** Begin Items **

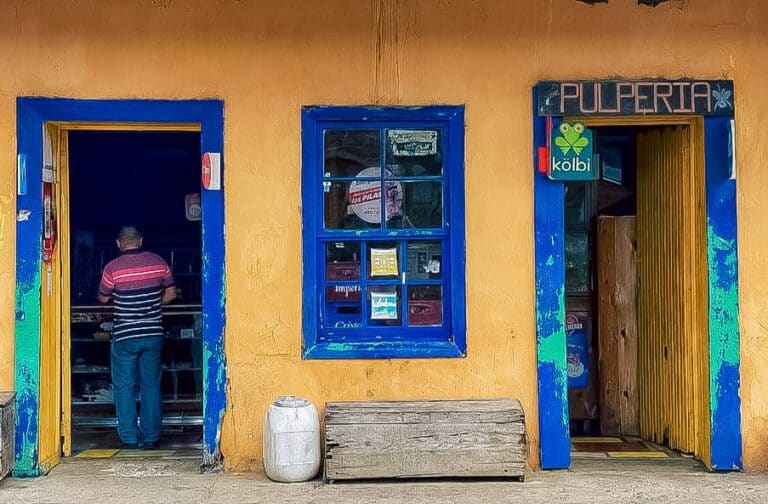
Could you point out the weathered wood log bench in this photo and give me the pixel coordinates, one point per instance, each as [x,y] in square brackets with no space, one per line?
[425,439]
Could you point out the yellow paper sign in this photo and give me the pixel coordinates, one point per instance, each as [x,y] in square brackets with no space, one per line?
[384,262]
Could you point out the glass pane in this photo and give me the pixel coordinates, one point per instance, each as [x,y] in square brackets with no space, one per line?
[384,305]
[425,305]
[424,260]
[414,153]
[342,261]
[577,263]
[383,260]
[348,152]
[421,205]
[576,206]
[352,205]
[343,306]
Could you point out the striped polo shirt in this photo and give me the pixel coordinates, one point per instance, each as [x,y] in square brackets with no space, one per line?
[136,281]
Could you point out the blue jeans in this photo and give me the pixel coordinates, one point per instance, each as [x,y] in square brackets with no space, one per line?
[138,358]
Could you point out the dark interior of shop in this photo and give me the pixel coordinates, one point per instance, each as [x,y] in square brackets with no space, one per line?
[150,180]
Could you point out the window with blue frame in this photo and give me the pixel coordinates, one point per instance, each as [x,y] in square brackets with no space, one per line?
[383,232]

** End Items **
** Begin Items **

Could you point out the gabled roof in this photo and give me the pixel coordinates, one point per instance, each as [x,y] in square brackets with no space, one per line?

** End Items **
** Begin Items **

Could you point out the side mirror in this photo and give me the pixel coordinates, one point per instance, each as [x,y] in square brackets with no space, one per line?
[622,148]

** End Items **

◆ What the exercise asks ◆
Locate each line of the material above that contains the string "blue" and copy those lines out. Case counts.

◆ Result of the exercise ◆
Could you point out the blue jeans in this photo and give me the pixel coordinates, one point per instance, each as [x,y] in square brackets with no space, one per line?
Could you point out the window with blue frame in this photo and give me the pixel coordinates, one point per instance, each as [x,y] in square brackets with no space, one per line?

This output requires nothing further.